[BEGIN]
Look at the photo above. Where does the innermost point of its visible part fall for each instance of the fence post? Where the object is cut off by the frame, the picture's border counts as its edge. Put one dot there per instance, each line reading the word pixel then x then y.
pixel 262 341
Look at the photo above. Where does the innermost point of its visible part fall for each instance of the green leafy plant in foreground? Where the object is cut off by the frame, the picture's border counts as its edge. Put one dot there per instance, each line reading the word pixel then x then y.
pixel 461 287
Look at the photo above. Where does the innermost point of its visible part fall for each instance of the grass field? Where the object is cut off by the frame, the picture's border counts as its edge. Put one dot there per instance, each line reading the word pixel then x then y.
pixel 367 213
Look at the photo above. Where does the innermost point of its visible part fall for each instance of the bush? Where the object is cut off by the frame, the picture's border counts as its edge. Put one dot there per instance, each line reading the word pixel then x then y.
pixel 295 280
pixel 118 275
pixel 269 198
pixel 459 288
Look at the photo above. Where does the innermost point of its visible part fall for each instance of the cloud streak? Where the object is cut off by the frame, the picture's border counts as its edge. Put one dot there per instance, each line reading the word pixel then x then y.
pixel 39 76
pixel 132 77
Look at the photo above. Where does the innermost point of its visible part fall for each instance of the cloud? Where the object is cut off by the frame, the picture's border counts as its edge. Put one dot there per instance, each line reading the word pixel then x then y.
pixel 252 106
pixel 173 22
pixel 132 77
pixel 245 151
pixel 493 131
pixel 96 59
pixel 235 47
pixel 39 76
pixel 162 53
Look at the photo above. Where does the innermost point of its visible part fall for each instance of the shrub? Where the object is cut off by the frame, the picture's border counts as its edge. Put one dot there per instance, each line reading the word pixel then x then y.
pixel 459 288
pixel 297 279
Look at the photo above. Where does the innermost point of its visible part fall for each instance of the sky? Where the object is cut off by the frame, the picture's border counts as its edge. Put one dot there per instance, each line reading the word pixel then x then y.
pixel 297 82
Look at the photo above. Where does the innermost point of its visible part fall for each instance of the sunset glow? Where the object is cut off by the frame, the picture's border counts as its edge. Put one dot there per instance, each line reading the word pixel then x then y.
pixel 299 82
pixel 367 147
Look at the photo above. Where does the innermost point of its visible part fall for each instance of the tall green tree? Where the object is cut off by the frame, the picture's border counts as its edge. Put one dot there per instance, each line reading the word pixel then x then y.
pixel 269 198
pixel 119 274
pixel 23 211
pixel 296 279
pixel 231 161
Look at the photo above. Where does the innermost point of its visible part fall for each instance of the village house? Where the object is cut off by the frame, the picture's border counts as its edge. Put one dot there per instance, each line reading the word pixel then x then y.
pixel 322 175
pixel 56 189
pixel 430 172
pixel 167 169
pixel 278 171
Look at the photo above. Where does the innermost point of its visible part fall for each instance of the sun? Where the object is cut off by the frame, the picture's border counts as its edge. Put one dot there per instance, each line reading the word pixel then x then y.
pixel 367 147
[END]
Task requirements >> Lay out the listing above as a JSON list of strings, one string per line, leaving out any blank lines.

Written response >>
[
  "Look at the photo above. Where does the innermost point of its visible part fall for each instance of the fence post? Where the object is cut off by the frame, the picture's border counts as its edge. Put one dot there per instance, each line reading the word pixel then x then y.",
  "pixel 262 341",
  "Look at the photo above. Where does the innermost point of its visible part fall for each instance of the green leafy plant in foreground? Where the object is cut off by the frame, the picture's border counts as its edge. Put one dot there per instance, each line reading the word pixel then x then y.",
  "pixel 461 287",
  "Look at the photo above. Where does the innermost point of its visible part fall for each instance of the grass field? Where the object is cut off by the frame, the picture's border counts as its edge. Put one dot there per instance, each line reading the word pixel then x then y.",
  "pixel 367 213",
  "Look at the photo above. Where does the innermost point of its visible part fall for each instance of the bush? Where the object is cut off by the frame, the picture's border counts as its edge. Put one dot there per instance, each line reading the word pixel then x then y.",
  "pixel 295 280",
  "pixel 118 275",
  "pixel 269 198",
  "pixel 459 288",
  "Look at the photo above. Where does the innermost point of its visible part fall for each instance of the cloud streak? Where the object is cut off by the frame, the picture's border counts as its edge. Put one dot there per instance, each line reading the word pixel then x then y.",
  "pixel 39 76",
  "pixel 132 77",
  "Look at the photo above. Where does the innermost point of its visible part fall for each instance of the cloud? Where the object is cut off by the frame, the picture's border counts as its edge. Put one dot there per instance, each line reading the word pixel then x then y.",
  "pixel 252 106",
  "pixel 173 22",
  "pixel 132 77",
  "pixel 245 151",
  "pixel 493 131",
  "pixel 96 59",
  "pixel 235 47",
  "pixel 39 76",
  "pixel 162 53",
  "Look at the photo above. Where does the innermost point of its visible part fall for each instance of the shrub? Where the object is cut off by the frame, the picture's border counts as its edge. Put one dot there per instance, each line reading the word pixel then x then y.",
  "pixel 459 288",
  "pixel 297 279",
  "Look at the photo above. Where does the innermost point of its visible part fall for each instance of the sky? Where the object is cut off by the frame, the picture's border counts as its edge. Put one dot there per instance, each line reading the word pixel then x then y.",
  "pixel 297 82",
  "Look at the photo above. Where does the innermost point of its visible part fall for each instance of the sunset glow? Where the object is cut off by the frame, the picture's border counts as its edge. Put one dot there per instance, each line reading the word pixel then x then y.",
  "pixel 299 82",
  "pixel 367 147",
  "Look at the photo above. Where does the innermost point of its visible part fall for each instance of the tall green tree? Where the object is cut off by the frame, the picture's border counts as its edge. Put one dot there per instance, each line reading the word pixel then x then y.",
  "pixel 269 198",
  "pixel 119 274",
  "pixel 23 211",
  "pixel 296 279",
  "pixel 231 161",
  "Look at the photo above. Where does the innermost point of its visible part fall for each instance of the village house? Where the object is cut off by the frame, the picture's border counts as its edge. Put one dot there per instance, each line reading the word pixel then x then y.",
  "pixel 322 175",
  "pixel 56 189",
  "pixel 430 172",
  "pixel 167 169",
  "pixel 278 171",
  "Look at the photo above. Where does the innermost point of its visible part fall for each instance of the sun? Where the object is cut off by the frame, the picture's border counts as its edge. Put one dot there per instance, each line reading the word pixel then x then y.",
  "pixel 367 147"
]